• **WHAT NEEDS TO BE DONE**
Extract exactly and only the lines of the data below, starting at the line with "Can you see the wooden railing?" and stopping after the final line.
───── RECORDS FOR THE EXERCISE ─────
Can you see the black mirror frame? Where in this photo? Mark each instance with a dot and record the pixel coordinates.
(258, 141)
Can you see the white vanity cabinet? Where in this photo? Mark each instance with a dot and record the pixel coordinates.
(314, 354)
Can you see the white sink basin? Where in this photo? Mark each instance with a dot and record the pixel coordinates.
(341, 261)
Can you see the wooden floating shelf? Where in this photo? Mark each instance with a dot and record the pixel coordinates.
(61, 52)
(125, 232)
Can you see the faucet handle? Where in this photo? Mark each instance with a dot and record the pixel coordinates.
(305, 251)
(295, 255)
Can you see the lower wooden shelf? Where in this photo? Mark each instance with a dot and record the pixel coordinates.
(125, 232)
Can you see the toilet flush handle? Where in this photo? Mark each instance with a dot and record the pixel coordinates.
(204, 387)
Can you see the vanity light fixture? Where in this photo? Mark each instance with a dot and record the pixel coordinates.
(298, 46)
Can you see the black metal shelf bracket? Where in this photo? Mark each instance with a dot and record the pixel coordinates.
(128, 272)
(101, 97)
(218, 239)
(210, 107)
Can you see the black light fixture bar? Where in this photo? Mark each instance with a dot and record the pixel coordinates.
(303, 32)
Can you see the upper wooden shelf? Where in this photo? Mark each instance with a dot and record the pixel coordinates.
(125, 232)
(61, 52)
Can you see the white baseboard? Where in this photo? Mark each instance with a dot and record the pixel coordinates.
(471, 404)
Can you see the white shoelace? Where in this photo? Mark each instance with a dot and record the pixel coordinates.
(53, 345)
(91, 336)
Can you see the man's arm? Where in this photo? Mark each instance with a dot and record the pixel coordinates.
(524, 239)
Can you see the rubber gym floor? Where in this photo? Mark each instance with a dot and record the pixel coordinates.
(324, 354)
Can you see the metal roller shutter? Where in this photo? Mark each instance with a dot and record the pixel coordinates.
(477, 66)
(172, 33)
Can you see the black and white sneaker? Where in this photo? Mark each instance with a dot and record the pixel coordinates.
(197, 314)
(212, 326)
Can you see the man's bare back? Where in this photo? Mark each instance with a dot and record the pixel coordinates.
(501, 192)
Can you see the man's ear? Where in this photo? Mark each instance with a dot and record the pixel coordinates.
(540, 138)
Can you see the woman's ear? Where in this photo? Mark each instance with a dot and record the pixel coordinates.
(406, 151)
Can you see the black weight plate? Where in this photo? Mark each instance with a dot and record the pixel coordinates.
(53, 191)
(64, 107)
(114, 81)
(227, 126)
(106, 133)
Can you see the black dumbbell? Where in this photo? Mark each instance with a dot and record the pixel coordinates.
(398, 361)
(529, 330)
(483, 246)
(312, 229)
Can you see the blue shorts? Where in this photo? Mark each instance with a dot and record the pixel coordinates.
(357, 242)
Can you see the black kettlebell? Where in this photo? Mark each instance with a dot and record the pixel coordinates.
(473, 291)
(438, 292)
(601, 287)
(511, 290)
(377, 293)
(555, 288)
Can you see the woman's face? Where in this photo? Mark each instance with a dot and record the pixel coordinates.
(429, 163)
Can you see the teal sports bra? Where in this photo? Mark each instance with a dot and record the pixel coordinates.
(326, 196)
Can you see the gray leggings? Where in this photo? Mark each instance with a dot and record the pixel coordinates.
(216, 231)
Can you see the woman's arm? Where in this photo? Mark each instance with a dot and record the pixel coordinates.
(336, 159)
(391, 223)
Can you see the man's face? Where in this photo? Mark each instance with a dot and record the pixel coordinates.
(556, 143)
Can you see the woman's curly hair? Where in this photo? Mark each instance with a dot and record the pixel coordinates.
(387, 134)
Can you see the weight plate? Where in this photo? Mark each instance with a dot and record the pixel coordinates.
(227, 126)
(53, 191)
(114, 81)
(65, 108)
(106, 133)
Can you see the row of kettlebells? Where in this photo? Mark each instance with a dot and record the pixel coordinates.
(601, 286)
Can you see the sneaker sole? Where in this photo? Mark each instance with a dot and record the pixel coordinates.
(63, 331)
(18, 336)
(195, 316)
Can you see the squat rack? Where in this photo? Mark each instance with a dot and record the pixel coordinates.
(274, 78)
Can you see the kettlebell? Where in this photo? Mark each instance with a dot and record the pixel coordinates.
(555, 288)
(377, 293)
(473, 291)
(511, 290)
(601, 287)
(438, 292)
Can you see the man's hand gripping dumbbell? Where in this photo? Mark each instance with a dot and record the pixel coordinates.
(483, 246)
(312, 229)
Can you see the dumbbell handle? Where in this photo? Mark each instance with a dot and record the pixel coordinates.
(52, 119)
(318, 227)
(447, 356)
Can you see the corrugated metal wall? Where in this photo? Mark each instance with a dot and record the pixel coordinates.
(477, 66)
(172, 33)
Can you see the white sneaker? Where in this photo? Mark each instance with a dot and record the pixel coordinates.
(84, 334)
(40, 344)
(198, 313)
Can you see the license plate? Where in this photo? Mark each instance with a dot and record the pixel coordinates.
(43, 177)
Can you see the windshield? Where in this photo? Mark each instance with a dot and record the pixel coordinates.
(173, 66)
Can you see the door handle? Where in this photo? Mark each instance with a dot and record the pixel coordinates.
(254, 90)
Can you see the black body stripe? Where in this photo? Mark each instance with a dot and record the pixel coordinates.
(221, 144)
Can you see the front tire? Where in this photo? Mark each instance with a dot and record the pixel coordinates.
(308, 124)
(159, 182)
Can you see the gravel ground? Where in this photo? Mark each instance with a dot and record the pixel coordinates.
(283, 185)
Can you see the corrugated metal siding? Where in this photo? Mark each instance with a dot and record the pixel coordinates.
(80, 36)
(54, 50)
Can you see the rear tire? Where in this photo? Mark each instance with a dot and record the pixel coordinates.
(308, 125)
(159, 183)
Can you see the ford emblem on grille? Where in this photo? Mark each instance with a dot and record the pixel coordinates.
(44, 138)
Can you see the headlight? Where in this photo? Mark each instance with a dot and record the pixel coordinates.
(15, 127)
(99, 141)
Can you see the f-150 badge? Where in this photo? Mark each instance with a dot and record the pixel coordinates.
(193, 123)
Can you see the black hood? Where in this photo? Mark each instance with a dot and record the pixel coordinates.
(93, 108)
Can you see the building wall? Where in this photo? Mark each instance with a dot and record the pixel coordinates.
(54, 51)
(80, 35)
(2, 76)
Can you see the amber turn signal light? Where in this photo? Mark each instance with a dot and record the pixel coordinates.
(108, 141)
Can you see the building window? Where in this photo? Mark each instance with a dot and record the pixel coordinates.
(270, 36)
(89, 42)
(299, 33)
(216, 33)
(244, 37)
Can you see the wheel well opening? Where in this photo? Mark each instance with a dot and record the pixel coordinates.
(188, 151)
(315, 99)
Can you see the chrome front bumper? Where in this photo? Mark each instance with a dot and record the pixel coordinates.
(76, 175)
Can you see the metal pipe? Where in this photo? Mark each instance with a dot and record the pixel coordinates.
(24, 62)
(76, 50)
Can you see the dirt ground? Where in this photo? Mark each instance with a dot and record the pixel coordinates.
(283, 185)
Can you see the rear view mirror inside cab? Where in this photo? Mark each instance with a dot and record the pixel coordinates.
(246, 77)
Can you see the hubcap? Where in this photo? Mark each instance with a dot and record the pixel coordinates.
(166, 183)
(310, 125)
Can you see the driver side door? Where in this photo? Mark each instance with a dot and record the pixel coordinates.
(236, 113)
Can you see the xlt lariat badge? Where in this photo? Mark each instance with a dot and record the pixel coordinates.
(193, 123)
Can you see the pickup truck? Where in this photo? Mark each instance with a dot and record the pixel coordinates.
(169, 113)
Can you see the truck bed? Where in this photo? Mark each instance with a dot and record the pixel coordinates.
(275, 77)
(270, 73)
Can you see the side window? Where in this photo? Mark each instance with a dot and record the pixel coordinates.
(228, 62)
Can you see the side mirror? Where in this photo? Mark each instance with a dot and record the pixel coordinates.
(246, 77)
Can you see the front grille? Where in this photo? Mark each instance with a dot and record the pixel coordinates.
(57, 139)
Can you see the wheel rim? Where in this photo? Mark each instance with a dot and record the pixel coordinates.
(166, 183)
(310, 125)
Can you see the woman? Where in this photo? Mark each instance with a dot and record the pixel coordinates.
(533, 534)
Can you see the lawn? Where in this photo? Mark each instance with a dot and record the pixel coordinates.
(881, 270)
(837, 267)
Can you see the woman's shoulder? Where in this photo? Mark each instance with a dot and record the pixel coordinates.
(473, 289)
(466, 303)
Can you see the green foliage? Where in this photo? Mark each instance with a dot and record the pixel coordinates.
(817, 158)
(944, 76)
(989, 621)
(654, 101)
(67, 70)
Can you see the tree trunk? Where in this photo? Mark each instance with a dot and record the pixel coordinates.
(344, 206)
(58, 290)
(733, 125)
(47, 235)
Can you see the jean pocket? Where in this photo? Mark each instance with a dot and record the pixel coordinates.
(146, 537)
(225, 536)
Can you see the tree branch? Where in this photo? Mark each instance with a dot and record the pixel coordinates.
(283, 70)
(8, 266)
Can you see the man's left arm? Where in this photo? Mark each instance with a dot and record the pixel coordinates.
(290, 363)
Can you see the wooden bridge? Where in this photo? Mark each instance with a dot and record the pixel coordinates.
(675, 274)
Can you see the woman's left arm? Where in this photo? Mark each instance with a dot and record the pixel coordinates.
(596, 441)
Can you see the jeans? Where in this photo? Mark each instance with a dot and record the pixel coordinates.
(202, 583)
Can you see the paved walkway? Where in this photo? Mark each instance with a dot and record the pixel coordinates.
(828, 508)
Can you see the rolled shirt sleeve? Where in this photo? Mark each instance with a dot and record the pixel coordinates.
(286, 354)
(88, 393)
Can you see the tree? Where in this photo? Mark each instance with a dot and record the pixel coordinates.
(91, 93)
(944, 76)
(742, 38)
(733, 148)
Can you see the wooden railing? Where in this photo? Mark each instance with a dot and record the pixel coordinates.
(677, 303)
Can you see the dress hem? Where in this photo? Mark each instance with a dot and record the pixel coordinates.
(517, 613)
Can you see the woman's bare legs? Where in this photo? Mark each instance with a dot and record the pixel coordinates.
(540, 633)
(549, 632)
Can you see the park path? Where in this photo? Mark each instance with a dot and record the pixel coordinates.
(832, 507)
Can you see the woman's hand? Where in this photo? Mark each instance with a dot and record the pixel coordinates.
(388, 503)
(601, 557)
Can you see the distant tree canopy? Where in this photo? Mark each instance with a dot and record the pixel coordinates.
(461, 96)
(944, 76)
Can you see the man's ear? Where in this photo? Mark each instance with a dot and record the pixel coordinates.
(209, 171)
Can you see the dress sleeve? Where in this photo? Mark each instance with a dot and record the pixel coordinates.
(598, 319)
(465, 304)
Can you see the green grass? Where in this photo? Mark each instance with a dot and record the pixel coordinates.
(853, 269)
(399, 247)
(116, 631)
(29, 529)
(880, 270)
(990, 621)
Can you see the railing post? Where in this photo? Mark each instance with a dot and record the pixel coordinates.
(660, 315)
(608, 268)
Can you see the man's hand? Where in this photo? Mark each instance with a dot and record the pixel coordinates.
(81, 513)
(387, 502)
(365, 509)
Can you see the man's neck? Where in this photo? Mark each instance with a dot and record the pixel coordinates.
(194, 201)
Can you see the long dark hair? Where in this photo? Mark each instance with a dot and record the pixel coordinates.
─────
• **ANSWER TO THE PROBLEM**
Can you see the wooden railing? Where in this photo? Mark each instance with a dot and record the pixel coordinates.
(677, 303)
Can you see the dress hem? Where in this photo? Mark each instance with a dot and record the pixel coordinates.
(517, 613)
Can you see the woman's bare legs? Where in this photo? Mark each instance with a dot and record the pixel coordinates.
(540, 633)
(549, 632)
Can you see the park path? Where in this photo? Mark each instance with a dot and record the pixel coordinates.
(832, 507)
Can you see the woman's hand? Where in this photo? Mark each instance with a dot and record the pixel coordinates.
(388, 503)
(601, 557)
Can you see the distant tree canopy? Where in this photo? Mark each instance with a dot and record the pixel coordinates.
(461, 96)
(944, 76)
Can you see the man's ear? Where in this photo? Mark each instance with a dot and record the pixel coordinates.
(209, 171)
Can you see the dress sleeve? Where in this photo? Mark each instance with a dot and record the pixel coordinates.
(598, 319)
(465, 304)
Can you see the green grass? Where in this photo? Mark each instance with a dot and record the pixel coordinates.
(853, 269)
(399, 247)
(116, 631)
(29, 529)
(880, 270)
(990, 621)
Can you see the railing post? Where in this photo? Mark each instance with a dot and record the pixel coordinates.
(660, 315)
(608, 268)
Can you see the man's hand? Where in this photo? Mark each instance with a dot and record the pixel coordinates.
(81, 513)
(387, 502)
(365, 509)
Can you see the man's neck? Where in this photo? Mark each instance with a dot and record the pixel coordinates.
(194, 201)
Can you see the long dark hair? Where in this photo? Mark each instance with a dot and record the pixel coordinates.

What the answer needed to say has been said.